**TEXT:**
- - - - -

Over the last term, he commends council for keeping taxes among the lowest in B.C. while completing major infrastructure projects such as the 5th Street Bridge rehabilitation, and the Hudson and Greenwood sewer trunks. Working with staff has been critical to secure senior government grants to help fund projects, and to lessen the impact on taxpayers.
Looking ahead, Wells said affordable housing and all the issues that are causing people to be on the street — mental health, addictions, trauma — are top priorities for council over the next term.
“We really need to address that. I think we’ve done a good job, obviously, we want to keep doing that. Beyond that, making sure the decisions we make are the best decisions for the future, not just for us but for our children. Beyond that, I think there’s a lot of opportunity around economic development.
“I look forward to the next four years,” Wells added. “I think we’re going to get a lot done. It’s always a challenge.”

- - - - -

**Records excerpted from a collection:**
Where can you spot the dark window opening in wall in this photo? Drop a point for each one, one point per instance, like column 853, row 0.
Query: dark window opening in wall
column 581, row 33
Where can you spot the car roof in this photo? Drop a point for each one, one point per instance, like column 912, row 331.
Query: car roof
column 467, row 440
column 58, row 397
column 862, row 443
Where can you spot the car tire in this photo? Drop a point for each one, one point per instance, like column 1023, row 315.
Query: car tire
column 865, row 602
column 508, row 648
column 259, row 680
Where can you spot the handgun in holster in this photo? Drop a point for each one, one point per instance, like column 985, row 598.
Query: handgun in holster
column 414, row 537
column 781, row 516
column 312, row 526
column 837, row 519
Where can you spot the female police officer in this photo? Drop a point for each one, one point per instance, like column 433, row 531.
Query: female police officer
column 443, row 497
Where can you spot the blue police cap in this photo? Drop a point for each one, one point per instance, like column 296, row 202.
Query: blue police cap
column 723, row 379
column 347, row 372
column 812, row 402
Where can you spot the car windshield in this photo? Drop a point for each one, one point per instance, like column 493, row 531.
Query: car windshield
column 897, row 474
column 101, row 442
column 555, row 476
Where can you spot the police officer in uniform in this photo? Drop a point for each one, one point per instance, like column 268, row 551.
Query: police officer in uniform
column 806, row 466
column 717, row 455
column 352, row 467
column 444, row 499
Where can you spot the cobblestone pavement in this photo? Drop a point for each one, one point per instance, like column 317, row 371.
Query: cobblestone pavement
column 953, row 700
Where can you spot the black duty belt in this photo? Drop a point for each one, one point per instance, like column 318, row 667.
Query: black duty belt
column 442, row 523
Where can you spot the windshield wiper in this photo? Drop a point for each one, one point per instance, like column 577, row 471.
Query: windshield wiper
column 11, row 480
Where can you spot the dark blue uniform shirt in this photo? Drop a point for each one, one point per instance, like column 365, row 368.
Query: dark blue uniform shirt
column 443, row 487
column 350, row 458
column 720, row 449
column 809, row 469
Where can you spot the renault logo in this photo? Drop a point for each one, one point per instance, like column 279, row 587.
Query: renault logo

- - - - -

**WHAT NEEDS TO BE DONE:**
Copy out the full passage about Wells and the council's record and priorities, word for word.

**RESPONSE:**
Over the last term, he commends council for keeping taxes among the lowest in B.C. while completing major infrastructure projects such as the 5th Street Bridge rehabilitation, and the Hudson and Greenwood sewer trunks. Working with staff has been critical to secure senior government grants to help fund projects, and to lessen the impact on taxpayers.
Looking ahead, Wells said affordable housing and all the issues that are causing people to be on the street — mental health, addictions, trauma — are top priorities for council over the next term.
“We really need to address that. I think we’ve done a good job, obviously, we want to keep doing that. Beyond that, making sure the decisions we make are the best decisions for the future, not just for us but for our children. Beyond that, I think there’s a lot of opportunity around economic development.
“I look forward to the next four years,” Wells added. “I think we’re going to get a lot done. It’s always a challenge.”